**SELECTED EXTRACT**.
Tomorrow, quickly finish painting and complete assembly. I will try to have all the wiring done tonight so it goes together fast.

I have been editing the Build Video as I add pieces to it, so once the LXmini are up and running, the video will follow shortly.


----------



## AudiocRaver

Continuing with the finishing steps, here is what the black speckled application looks like. The white speckled primer over the black clay coupler turned out particularly well. I think it was partly because the white primer has much better coverage than the other paint colors, so it turned out _really_ white.

I am approaching the finishing steps as I imagine Miles Davis would have:

Don't overthink it.
There are no mistakes, only new directions in the theme.
    


And after adding the red.
 


And after adding the final navy blue.
 


The application of the navy blue came after a short nap turned into a long nap and I awoke to find it raining and dark outside. I applied the navy blue under those conditions, under artificial light and a light rain sprinkle. Channeling the spirit of Miles Davis on Apollo 13, I imagine he would have said something like, “Houston we have a minor variation on our flight theme, but we're just going to roll with it and see where it takes us.”

The final result will be a great sounding speaker - nothing at all haphazard about the sound - with a story of its own and a few rain-speckled marks in the finish for effect. When I discovered that the final finishing step was turning the bricks of our rear patio area just outside the back door dark blue, I suddenly realized I was done. Even Miles Davis knew when to call it a day.


----------



## Lumen

AudiocRaver said:


> I was just reading a thread on the LXmini support forum. A couple of users are suggesting tightened bass performance by using heavier base material or adding increased weight to the base. I have a hunch that could be a good thing to try. Any thoughts?


Too late? Don't want to create a HazMat Zone, but what if there were some way to attach lead weights (like fishing sinkers) so they wouldn't rattle/vibrate?


----------



## AudiocRaver

Once I get them fired up, I am going to try with/without a couple of hand weights, just to hear if there is a difference, then take it from there. One guy had his LXmini base made out of marble.


----------



## Tonto

I remember reading about some acoutic mats for lining speakers. Do you think these might have the same effect lining the bottom of the tube? Might be an interesting comparison.


----------



## Lumen

AudiocRaver said:


> Once I get them fired up, I am going to try with/without a couple of hand weights, just to hear if there is a difference, then take it from there. One guy had his LXmini base made out of marble.


Hand weights are a much better idea than mine. Sometimes I scare myself. :yikes:
Forgot to mention how much I like the rain-speckled finish. Nicely done!

**DATA EXCERPTS**.
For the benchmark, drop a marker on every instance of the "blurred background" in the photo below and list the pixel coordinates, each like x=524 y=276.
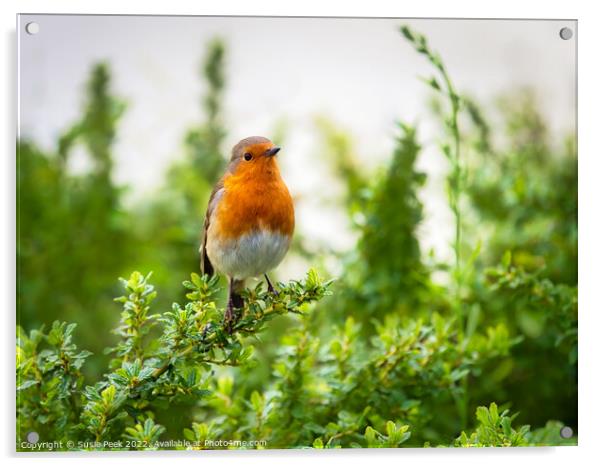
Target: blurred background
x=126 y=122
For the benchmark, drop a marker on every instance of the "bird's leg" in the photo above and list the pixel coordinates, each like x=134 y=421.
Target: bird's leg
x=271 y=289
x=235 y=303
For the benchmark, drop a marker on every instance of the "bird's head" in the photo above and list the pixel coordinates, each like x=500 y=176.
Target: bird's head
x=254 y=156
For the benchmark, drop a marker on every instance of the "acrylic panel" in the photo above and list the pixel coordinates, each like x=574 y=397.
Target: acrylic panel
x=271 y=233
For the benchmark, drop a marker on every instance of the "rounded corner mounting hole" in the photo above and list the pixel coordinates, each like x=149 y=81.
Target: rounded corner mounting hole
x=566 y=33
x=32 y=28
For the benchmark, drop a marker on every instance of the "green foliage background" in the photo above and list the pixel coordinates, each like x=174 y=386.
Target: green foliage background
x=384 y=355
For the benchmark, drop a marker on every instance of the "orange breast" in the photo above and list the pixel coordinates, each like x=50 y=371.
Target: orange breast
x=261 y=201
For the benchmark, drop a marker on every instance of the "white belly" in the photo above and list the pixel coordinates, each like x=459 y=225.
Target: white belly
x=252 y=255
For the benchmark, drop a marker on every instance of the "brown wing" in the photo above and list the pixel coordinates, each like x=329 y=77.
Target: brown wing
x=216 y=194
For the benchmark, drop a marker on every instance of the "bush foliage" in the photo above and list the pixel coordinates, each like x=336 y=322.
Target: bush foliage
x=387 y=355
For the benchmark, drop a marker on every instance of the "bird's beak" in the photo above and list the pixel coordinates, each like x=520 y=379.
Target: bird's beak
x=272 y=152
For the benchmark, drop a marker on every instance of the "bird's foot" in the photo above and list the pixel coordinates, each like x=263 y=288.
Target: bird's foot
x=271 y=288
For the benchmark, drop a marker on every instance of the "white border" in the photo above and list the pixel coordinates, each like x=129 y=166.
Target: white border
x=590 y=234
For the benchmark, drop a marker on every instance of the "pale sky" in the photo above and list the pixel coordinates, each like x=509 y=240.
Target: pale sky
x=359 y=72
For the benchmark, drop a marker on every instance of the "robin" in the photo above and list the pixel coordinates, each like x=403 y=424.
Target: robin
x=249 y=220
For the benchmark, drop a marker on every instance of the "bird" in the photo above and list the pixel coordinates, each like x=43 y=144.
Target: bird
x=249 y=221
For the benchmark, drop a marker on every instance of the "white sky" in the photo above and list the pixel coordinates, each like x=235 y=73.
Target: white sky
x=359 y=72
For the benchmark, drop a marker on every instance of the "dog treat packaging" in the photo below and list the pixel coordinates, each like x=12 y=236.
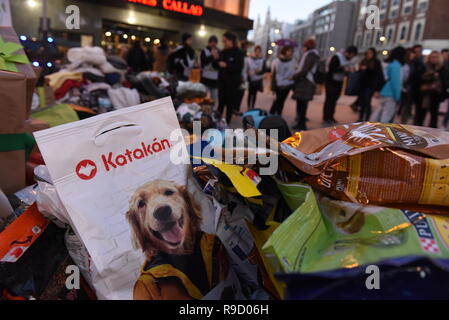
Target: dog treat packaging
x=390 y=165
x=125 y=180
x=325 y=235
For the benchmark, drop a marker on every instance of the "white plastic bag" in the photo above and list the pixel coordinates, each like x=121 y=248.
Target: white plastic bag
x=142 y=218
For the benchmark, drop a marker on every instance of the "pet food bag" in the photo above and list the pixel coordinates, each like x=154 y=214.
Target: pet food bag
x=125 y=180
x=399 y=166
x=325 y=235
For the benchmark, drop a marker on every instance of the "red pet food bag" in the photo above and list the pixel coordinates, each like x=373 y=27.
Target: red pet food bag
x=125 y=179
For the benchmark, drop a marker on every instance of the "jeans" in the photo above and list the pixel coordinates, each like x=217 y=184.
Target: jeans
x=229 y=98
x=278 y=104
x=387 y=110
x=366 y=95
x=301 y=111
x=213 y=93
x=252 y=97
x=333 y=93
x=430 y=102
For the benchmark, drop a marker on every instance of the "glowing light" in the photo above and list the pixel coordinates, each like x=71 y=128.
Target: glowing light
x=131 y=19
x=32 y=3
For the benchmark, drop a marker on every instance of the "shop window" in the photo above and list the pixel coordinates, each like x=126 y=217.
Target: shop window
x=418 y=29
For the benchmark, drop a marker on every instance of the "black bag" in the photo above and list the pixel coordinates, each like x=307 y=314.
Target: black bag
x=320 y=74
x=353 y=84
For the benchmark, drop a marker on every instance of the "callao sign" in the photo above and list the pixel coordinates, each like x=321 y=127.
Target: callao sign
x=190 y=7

**SHORT EXERCISE 1**. Reproduce the part of the LXmini build thread that begins at the words "I remember reading" and stops after "an interesting comparison.".
**SHORT EXERCISE 2**. Write the next part of the LXmini build thread, starting after its last post.
The rows have no connection to the LXmini build thread.

**FINAL RESULT 1**.
I remember reading about some acoutic mats for lining speakers. Do you think these might have the same effect lining the bottom of the tube? Might be an interesting comparison.

**FINAL RESULT 2**.
Marble? That's nice, too. I imagine the intent (aesthetics and functionality) could be carried forward to real wood. And everyone knows there's only one variety that works best - the kind that comes from trees :rofl2:


----------



## AudiocRaver

WHAT THE LXmini WILL SOON LOOK LIKE: (no time travel was used in the completion of this post)
 



Here is what the finish looked like after application of the final navy blue specked coat in light rain in the dark. It actually was not bad, considering. Other than a couple of raindrop splash marks, which added character, it was OK!
 



But in daylight I was not happy with the amount of navy blue applied, so I went and bought another can and darkened it a bit, just misting it on slowly from a distance... a VERY wasteful process, but it gave an excellent and satisfying result. This is the final result in full sunlight. Indoors, with less light, I like the way the red just barely glows through the navy.
 



Next the nuts for the screws to hold onto the magnet of the small driver were set in place using hot glue.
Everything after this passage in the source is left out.